Starting at the top of the entries below, set down each line exactly as written, and stop after the line containing "114L160 113L159 74L0".

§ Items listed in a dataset
──────────

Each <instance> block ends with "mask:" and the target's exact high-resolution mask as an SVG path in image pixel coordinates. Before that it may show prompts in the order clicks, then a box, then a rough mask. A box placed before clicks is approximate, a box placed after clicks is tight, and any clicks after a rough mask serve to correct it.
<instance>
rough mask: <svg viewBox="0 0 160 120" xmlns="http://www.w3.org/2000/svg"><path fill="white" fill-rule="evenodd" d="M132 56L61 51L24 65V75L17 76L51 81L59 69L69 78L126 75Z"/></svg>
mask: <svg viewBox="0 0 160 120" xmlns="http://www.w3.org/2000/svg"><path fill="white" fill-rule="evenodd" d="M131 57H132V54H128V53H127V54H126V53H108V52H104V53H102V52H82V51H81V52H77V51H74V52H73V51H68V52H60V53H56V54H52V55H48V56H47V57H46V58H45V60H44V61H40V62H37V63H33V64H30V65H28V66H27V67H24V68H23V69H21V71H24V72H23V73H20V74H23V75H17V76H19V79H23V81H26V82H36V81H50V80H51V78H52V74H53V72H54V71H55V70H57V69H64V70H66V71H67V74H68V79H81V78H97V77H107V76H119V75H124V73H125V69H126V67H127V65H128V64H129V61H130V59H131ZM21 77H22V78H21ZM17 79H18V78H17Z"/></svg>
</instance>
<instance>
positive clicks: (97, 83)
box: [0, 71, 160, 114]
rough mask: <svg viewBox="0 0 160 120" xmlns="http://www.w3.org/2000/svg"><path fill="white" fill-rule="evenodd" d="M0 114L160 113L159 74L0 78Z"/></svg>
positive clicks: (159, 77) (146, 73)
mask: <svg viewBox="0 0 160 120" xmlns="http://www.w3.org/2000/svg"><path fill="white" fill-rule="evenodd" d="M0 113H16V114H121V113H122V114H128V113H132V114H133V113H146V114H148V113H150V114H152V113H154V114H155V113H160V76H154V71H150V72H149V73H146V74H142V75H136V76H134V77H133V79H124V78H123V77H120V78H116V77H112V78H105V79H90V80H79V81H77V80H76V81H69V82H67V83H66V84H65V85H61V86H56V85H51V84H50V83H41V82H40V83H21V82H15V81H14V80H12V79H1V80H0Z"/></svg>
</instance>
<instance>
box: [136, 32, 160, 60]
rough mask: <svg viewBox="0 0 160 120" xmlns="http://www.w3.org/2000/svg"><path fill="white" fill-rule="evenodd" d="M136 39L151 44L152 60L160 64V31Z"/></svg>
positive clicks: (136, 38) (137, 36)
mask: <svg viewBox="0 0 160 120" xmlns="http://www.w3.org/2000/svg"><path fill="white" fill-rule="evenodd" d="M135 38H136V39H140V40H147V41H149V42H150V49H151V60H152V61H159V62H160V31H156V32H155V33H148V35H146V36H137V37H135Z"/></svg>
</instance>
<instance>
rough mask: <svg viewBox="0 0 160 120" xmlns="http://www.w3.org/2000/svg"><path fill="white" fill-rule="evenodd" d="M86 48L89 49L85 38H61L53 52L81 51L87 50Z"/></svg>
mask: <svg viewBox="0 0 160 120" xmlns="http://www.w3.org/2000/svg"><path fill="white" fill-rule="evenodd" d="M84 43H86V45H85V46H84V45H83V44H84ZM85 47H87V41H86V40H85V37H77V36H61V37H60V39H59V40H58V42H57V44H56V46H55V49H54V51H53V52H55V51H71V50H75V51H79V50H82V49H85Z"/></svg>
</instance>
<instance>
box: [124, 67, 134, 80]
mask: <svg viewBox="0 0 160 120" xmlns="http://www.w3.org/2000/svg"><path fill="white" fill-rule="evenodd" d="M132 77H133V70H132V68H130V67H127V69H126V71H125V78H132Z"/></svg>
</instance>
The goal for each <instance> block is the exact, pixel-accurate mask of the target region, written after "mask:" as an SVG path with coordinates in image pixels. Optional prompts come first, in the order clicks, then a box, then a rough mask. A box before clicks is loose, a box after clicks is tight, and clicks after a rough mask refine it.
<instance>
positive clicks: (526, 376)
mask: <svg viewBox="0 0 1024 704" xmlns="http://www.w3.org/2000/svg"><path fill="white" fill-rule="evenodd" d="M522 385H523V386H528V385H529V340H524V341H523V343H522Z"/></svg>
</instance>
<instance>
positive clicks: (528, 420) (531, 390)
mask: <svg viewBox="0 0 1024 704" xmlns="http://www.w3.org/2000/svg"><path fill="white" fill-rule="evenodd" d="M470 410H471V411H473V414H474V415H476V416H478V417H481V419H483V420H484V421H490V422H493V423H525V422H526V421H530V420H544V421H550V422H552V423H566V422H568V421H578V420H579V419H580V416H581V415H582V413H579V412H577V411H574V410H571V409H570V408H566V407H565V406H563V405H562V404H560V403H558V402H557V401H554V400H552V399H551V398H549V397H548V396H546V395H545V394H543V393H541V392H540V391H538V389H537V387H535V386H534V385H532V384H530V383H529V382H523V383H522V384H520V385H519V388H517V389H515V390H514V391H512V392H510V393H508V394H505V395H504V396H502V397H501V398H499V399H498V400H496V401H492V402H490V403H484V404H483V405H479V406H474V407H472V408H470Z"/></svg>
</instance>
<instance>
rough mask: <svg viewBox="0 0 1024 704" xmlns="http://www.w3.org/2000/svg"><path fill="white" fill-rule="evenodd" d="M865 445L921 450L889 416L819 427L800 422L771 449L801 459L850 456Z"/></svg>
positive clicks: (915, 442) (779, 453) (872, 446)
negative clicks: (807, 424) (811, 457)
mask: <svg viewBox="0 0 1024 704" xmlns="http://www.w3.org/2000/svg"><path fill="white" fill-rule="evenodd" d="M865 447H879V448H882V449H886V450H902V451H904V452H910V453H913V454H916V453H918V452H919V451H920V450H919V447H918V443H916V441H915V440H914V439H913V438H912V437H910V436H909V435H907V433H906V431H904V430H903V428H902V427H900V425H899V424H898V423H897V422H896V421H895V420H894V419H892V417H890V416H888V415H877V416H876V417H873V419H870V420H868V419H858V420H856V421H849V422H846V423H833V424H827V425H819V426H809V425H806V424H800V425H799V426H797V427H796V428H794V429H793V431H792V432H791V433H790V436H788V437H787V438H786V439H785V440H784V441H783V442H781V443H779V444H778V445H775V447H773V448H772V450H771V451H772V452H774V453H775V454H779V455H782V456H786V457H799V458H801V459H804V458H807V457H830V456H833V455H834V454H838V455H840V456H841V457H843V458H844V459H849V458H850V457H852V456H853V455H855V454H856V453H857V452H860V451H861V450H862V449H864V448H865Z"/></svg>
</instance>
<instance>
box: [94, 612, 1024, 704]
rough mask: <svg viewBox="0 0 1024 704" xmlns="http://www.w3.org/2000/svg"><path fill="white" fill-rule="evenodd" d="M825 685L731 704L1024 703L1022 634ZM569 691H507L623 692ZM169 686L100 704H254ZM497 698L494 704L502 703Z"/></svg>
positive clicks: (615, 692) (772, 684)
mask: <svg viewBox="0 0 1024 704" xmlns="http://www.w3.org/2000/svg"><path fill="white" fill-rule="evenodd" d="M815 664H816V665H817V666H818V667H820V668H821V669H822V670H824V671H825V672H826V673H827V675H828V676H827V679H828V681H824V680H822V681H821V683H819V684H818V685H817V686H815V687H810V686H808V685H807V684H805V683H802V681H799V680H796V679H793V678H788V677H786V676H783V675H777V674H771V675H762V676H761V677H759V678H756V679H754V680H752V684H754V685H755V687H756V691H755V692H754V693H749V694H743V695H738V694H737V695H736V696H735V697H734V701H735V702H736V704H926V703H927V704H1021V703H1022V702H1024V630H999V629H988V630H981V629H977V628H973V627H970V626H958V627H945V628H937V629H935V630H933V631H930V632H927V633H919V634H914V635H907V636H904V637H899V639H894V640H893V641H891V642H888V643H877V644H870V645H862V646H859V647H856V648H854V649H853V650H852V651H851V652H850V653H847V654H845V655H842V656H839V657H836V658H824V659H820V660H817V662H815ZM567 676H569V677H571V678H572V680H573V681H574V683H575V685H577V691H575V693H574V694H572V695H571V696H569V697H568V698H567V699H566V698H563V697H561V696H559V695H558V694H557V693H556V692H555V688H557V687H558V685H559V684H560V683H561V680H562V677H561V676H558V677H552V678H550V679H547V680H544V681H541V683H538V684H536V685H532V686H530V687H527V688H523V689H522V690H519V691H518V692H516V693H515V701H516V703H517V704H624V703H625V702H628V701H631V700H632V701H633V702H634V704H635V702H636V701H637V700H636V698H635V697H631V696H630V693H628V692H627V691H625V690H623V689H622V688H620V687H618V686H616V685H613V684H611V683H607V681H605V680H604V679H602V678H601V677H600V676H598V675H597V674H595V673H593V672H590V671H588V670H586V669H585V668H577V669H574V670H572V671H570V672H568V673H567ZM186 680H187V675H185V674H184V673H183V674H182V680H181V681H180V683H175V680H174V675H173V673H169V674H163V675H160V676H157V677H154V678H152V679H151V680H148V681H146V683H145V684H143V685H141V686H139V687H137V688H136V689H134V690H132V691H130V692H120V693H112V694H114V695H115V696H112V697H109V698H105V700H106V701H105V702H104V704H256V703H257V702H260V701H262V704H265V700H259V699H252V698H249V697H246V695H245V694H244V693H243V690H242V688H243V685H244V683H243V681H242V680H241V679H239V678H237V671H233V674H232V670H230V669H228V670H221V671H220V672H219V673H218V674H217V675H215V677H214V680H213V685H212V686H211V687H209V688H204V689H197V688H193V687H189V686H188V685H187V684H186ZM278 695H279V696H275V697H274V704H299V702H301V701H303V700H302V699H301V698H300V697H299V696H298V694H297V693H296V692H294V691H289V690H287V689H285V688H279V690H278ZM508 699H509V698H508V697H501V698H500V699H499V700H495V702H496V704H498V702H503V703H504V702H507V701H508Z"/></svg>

──────────

§ Exercise response
Each <instance> block ends with "mask:" and the target's exact high-resolution mask as an SVG path in image pixel coordinates. Before that it may show prompts in the order clicks, then a box, then a rough mask. A box placed before clicks is approximate, a box placed after clicks is tight, and any clicks after a rough mask serve to correct it.
<instance>
rough mask: <svg viewBox="0 0 160 120" xmlns="http://www.w3.org/2000/svg"><path fill="white" fill-rule="evenodd" d="M132 56L61 51L24 65V75L17 76L51 81L59 69L69 78L126 75Z"/></svg>
mask: <svg viewBox="0 0 160 120" xmlns="http://www.w3.org/2000/svg"><path fill="white" fill-rule="evenodd" d="M131 57H132V54H128V53H127V54H126V53H108V52H104V53H102V52H82V51H81V52H77V51H74V52H73V51H68V52H60V53H56V54H52V55H48V56H47V57H46V58H45V60H44V61H40V62H37V63H33V64H30V65H28V66H27V67H24V68H23V69H21V71H24V72H23V73H20V74H23V75H17V76H19V79H23V81H26V82H36V81H50V80H51V78H52V74H53V72H54V71H55V70H57V69H64V70H66V71H67V74H68V79H81V78H97V77H107V76H119V75H124V73H125V69H126V67H127V65H128V64H129V61H130V59H131ZM21 77H22V78H21ZM17 79H18V78H17Z"/></svg>
</instance>
<instance>
positive clicks: (97, 83)
box: [0, 71, 160, 114]
rough mask: <svg viewBox="0 0 160 120" xmlns="http://www.w3.org/2000/svg"><path fill="white" fill-rule="evenodd" d="M0 114L160 113L159 74L0 78Z"/></svg>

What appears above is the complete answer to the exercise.